Saved entries:
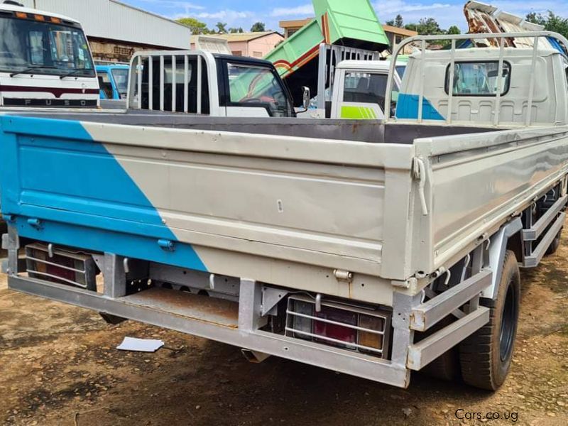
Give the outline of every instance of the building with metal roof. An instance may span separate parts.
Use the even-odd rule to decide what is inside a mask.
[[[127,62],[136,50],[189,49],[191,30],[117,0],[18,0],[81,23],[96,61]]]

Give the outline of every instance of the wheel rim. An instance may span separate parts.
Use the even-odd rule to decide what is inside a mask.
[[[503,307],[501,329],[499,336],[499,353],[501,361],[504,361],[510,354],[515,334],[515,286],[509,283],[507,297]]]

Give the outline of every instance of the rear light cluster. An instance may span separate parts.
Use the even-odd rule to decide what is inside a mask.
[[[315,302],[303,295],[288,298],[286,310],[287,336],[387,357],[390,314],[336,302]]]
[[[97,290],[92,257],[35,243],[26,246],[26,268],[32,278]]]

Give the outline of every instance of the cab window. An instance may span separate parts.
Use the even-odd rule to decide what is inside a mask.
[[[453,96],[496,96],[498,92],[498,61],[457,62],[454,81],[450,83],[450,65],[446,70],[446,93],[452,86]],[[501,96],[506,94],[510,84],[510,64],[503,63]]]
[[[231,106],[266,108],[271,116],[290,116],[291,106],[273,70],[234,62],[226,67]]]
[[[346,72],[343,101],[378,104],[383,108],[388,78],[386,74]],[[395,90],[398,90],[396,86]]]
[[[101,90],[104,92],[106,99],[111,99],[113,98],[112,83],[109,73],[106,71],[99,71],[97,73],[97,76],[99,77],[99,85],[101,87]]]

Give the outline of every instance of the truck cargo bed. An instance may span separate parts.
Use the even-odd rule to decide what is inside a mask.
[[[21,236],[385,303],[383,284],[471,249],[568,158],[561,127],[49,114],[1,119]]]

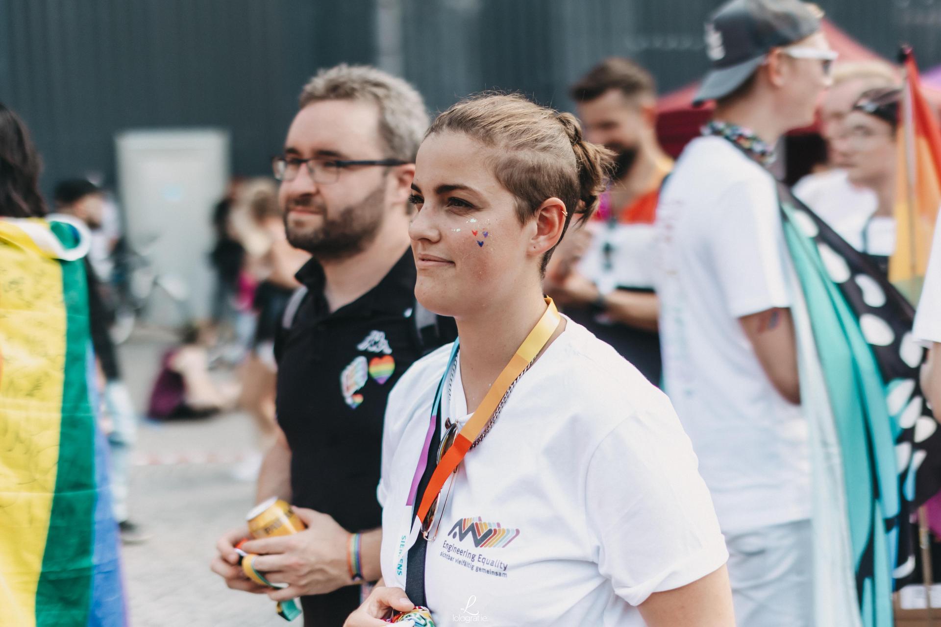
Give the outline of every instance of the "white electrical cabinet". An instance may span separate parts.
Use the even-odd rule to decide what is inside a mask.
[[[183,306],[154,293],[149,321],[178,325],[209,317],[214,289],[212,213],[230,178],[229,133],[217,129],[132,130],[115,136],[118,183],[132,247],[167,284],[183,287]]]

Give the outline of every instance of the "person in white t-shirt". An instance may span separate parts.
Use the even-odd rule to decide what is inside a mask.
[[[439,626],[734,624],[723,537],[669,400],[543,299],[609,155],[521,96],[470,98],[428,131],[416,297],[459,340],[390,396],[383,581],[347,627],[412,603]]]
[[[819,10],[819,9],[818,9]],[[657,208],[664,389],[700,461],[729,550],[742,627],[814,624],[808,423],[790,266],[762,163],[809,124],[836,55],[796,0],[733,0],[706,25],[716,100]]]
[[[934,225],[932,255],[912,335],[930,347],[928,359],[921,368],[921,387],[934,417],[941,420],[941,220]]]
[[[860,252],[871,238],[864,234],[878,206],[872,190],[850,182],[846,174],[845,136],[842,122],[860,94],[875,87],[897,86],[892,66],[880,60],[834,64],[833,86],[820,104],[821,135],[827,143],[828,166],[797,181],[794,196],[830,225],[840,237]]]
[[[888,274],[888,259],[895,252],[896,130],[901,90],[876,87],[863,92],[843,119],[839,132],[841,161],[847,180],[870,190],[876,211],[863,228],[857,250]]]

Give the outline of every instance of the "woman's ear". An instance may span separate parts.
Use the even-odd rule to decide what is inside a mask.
==
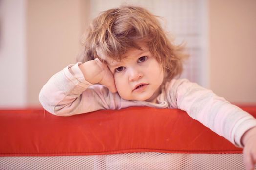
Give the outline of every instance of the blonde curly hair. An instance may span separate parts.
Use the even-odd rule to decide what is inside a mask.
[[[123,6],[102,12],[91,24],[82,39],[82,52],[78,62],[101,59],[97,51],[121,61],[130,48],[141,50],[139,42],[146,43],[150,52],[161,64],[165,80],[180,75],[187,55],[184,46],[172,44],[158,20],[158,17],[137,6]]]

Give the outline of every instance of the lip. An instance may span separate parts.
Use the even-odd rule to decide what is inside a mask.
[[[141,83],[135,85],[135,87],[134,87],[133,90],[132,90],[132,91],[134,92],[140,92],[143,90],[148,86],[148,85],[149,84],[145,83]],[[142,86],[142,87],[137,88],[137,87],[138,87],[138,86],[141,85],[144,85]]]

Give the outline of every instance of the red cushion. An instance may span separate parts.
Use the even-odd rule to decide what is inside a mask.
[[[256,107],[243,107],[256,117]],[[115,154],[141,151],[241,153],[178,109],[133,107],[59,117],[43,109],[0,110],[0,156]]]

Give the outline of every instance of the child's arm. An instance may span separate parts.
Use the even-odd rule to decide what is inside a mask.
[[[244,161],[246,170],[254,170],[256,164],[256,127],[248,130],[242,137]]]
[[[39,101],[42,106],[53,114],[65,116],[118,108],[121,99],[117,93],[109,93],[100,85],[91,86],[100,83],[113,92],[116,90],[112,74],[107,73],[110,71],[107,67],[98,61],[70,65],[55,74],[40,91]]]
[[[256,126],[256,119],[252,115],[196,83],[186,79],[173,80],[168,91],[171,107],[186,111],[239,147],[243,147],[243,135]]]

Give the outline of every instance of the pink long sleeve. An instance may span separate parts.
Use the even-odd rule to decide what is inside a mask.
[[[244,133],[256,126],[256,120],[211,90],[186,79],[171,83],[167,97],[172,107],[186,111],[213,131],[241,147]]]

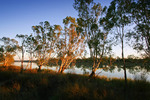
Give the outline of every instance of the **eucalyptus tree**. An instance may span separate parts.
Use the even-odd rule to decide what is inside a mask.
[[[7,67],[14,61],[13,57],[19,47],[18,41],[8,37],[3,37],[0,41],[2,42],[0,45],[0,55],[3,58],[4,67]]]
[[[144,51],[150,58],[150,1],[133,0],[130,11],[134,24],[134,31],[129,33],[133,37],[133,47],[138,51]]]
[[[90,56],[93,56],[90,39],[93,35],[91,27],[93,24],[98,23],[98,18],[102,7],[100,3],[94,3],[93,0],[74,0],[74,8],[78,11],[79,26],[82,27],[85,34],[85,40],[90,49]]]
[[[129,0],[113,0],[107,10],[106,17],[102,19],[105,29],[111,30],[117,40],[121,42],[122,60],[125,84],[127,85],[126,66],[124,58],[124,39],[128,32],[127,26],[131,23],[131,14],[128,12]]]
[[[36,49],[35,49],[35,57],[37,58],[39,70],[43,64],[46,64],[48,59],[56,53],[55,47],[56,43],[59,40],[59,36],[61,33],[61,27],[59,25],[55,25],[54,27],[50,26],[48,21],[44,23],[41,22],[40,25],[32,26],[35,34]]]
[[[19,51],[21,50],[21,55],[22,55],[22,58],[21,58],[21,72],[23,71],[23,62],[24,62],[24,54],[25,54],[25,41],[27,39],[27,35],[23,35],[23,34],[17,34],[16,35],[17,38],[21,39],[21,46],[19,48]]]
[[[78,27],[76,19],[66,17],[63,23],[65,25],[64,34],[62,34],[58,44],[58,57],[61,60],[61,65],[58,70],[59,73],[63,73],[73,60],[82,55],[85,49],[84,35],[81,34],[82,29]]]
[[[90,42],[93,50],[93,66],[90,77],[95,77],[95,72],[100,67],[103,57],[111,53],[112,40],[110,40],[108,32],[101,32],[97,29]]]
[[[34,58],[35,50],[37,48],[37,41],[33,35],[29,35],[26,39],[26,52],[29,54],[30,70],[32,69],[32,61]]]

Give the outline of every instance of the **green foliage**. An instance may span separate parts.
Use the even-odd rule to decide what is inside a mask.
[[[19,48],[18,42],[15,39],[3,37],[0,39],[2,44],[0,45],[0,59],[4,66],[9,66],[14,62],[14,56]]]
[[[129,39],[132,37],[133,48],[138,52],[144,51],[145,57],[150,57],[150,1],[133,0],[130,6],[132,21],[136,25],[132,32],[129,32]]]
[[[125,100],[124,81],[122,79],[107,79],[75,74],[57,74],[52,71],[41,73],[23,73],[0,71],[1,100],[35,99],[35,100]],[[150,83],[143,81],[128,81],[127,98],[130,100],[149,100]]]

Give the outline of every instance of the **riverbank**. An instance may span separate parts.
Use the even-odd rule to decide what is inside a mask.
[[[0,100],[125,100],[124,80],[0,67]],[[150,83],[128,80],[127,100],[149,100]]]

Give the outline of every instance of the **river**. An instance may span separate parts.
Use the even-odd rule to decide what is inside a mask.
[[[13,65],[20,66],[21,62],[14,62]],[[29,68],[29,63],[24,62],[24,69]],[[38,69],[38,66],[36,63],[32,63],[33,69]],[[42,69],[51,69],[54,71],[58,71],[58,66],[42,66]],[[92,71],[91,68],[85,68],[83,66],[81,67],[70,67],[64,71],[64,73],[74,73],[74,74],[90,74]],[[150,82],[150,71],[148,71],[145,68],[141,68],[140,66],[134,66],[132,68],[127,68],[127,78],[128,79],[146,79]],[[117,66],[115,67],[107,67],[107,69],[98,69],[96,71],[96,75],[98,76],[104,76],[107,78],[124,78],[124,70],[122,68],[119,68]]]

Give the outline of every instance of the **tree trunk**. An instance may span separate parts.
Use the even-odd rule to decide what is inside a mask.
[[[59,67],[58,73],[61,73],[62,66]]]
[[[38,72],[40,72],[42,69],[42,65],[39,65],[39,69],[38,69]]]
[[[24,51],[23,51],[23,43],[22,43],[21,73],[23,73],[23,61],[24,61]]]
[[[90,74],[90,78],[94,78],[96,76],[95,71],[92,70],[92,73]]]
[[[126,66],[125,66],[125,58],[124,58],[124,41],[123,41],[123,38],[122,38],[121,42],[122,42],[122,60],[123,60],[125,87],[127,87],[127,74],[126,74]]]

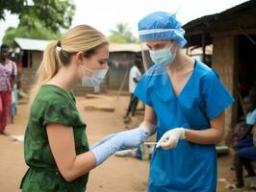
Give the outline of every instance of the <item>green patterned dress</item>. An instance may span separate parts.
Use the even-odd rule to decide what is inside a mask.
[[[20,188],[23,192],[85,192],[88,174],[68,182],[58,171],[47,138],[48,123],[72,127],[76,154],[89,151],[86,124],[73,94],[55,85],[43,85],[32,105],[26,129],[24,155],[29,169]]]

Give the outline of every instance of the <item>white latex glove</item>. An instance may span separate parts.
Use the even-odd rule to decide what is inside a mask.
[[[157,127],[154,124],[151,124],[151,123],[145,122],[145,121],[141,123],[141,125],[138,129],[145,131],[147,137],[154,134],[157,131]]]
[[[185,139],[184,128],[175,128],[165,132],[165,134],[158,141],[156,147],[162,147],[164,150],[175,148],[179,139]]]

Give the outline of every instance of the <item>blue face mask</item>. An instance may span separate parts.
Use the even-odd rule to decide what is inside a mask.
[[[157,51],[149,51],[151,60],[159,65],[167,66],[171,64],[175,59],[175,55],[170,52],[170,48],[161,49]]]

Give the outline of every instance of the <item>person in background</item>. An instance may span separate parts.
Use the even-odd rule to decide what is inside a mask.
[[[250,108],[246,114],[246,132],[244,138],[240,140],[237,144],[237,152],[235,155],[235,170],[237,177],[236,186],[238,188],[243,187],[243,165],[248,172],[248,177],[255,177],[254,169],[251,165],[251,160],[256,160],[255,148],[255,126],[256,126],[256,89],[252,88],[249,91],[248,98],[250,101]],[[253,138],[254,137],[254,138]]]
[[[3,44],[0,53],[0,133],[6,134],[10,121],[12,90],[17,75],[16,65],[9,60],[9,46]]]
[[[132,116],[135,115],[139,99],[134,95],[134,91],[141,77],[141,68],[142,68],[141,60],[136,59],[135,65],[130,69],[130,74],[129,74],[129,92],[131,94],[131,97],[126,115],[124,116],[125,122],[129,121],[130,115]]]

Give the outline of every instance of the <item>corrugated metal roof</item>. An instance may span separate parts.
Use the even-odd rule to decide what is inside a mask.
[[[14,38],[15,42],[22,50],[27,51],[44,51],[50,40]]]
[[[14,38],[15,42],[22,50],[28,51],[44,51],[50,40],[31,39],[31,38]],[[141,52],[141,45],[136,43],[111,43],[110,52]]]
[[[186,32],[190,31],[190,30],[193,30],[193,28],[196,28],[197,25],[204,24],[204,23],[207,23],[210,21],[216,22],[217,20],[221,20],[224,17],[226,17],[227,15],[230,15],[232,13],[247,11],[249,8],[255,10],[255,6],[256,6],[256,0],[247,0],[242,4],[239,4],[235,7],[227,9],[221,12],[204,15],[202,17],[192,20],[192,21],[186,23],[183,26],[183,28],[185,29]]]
...
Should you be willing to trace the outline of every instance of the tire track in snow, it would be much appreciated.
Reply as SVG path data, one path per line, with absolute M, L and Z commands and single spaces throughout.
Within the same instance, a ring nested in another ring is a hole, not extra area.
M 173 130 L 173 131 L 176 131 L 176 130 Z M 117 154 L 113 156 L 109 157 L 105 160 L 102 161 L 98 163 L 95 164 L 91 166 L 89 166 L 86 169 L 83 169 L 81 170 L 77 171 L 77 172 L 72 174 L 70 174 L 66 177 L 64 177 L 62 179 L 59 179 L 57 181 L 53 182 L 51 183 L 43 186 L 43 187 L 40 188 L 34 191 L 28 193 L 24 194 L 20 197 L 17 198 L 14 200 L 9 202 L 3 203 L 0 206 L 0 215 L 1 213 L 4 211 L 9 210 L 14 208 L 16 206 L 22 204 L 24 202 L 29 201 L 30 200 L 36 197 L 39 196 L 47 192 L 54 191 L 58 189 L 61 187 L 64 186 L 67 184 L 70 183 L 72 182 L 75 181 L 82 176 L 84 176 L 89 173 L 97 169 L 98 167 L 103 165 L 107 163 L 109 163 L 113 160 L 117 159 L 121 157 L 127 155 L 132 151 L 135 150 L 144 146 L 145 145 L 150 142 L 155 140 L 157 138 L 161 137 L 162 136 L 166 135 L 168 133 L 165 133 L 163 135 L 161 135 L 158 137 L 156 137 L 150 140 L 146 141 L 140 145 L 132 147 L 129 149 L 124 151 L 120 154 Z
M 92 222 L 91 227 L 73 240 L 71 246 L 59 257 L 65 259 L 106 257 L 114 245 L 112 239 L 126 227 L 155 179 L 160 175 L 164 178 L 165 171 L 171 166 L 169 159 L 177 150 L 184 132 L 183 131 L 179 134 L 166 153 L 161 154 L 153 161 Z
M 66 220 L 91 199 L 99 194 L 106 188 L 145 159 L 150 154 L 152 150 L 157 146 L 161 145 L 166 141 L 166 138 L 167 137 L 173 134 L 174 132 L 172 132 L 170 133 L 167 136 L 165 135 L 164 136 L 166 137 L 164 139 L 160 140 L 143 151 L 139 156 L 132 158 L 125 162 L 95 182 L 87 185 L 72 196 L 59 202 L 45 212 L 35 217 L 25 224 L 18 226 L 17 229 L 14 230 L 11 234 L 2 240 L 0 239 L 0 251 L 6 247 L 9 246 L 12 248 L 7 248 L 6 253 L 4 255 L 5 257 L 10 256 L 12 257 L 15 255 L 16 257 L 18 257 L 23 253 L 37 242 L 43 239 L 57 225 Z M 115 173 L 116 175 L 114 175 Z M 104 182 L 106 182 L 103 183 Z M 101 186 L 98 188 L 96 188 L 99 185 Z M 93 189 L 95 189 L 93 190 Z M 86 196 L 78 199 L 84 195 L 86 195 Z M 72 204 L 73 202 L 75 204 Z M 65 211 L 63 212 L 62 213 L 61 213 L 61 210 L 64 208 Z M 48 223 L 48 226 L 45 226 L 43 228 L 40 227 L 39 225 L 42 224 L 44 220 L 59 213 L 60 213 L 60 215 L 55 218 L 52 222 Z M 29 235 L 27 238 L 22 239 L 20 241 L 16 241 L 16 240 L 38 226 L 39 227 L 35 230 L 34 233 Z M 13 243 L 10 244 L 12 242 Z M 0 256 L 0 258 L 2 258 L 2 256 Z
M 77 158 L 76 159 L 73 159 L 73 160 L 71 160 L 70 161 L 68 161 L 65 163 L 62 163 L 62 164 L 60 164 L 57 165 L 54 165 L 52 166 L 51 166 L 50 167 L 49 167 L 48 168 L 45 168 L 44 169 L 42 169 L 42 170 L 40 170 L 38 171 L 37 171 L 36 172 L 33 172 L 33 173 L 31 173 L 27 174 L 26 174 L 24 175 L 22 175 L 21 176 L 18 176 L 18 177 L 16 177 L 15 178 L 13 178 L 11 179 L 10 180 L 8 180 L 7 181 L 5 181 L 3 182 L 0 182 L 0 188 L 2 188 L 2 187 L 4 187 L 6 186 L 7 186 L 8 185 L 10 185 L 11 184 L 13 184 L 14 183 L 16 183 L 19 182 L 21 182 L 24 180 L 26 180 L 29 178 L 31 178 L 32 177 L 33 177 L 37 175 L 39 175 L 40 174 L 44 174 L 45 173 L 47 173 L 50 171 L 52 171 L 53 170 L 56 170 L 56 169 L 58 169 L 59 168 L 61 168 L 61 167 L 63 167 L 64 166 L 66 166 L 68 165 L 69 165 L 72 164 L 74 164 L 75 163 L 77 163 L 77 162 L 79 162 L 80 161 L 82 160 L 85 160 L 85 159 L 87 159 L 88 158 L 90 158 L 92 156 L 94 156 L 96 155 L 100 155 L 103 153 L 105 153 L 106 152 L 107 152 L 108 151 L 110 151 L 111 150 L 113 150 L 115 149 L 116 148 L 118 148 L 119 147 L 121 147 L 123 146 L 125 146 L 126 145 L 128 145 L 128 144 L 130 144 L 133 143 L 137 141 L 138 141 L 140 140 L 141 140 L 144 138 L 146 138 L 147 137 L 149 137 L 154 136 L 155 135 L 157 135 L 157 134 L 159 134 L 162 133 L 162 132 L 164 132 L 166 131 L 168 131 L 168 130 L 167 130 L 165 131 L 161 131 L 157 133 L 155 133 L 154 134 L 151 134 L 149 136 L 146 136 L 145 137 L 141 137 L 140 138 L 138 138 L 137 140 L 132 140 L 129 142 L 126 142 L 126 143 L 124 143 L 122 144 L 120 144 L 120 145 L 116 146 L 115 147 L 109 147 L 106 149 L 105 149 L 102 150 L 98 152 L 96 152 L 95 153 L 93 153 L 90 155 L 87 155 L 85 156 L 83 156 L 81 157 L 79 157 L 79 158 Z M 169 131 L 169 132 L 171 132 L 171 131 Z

→ Short task: Please rewrite everything from the line containing "Give the outline of every instance of the building" down to the line containing "[[[97,290],[92,257],[35,243],[26,246],[26,268],[32,278]]]", both ends included, keeping the request lines unchanged and shifting every coordinate in the answers up by 32.

→ Response to the task:
Give the outline of every instance of the building with metal roof. An instance may span separate parts.
Use the even-odd rule to decide what is inside a mask.
[[[159,94],[168,82],[221,81],[223,62],[149,32],[50,32],[113,55],[128,93]]]

Give the outline of every instance of the wheel rim. An instance may span separate parts.
Use the even-odd rule to decide what is inside a mask.
[[[535,339],[533,361],[531,368],[531,385],[533,393],[536,393],[542,386],[547,366],[547,318],[541,315],[539,329]]]

Give the outline of every instance of the rear light cluster. An instance may span separate parts.
Use the even-odd rule to decide what is inside a mask.
[[[347,334],[335,327],[320,330],[318,342],[319,368],[419,389],[422,346],[368,334]]]
[[[129,322],[124,289],[67,275],[58,278],[58,300],[64,310]]]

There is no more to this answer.